## What you will do
1. Summarize the meeting notes on White Storks in Sussex in two sentences.
2. From the meeting notes on White Storks in Sussex, write out word for word the passage between "The landscape in" and "gloom and decline.", inclusive.

## Excerpt to read
= = = = = = =
2024 BOC Meetings

Monday 25th March

White Stork Ciconia ciconia nesting in Sussex

The landscape in a small but expanding part the Low Weald in Sussex has changed for the better over the last decade.  Laura Vaughan-Hirsch explained how nesting White Storks are part of this change and how there is optimism for biodiversity rather than gloom and decline.

On the Knepp Estate a bold transition from arable and dairy farming to a new landscape with a mosaic of unfenced fields honed only by grazing herds of Longhorn cattle, Exmoor ponies, Tamworth pigs and native deer.  What has not changed is the Low Weald Sussex marl, laggs and flood waters that come with heavy rains, a constant reminder again this winter that this was never going to be agricultural land like that enjoyed by others with larger fields of well-drained loamy soil.
= = = = = = =
## Given entries

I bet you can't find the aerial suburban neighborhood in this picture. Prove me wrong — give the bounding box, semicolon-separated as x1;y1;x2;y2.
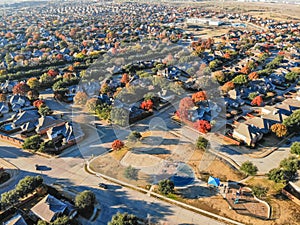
0;0;300;225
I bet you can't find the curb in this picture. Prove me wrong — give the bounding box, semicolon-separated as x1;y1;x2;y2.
0;159;20;189
86;157;244;225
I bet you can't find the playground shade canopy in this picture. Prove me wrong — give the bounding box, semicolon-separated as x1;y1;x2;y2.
207;176;220;187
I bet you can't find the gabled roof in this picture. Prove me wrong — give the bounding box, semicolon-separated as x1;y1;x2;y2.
36;116;64;133
245;117;269;133
31;195;67;223
13;110;39;127
3;214;27;225
262;110;288;123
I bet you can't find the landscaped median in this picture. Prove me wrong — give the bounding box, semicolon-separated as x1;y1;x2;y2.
86;158;244;225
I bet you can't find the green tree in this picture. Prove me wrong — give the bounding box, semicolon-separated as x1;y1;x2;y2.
283;109;300;130
1;190;19;209
15;176;43;197
232;74;248;85
39;104;52;116
240;161;258;176
108;212;139;225
22;135;43;150
37;220;48;225
124;166;139;180
280;156;299;174
267;168;285;183
95;104;112;120
158;180;175;195
27;77;40;89
111;108;129;126
291;142;300;155
248;92;258;101
127;131;142;142
285;72;299;81
251;185;269;198
75;191;96;211
51;216;72;225
196;136;208;149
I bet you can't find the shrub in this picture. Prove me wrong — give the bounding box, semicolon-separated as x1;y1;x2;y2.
158;180;174;195
196;136;208;149
240;161;258;176
291;142;300;155
111;139;124;150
= = = = = = =
## Worked answers
1. At a BOC meeting on 25 March, Laura Vaughan-Hirsch explained that nesting White Storks are part of a decade of improvement in a small but expanding part of the Low Weald in Sussex, which gives grounds for optimism about biodiversity. On the Knepp Estate, arable and dairy farming gave way to unfenced fields grazed by Longhorn cattle, Exmoor ponies, Tamworth pigs and native deer, though the heavy marl and winter flooding remain unchanged.

2.
The landscape in a small but expanding part the Low Weald in Sussex has changed for the better over the last decade.  Laura Vaughan-Hirsch explained how nesting White Storks are part of this change and how there is optimism for biodiversity rather than gloom and decline.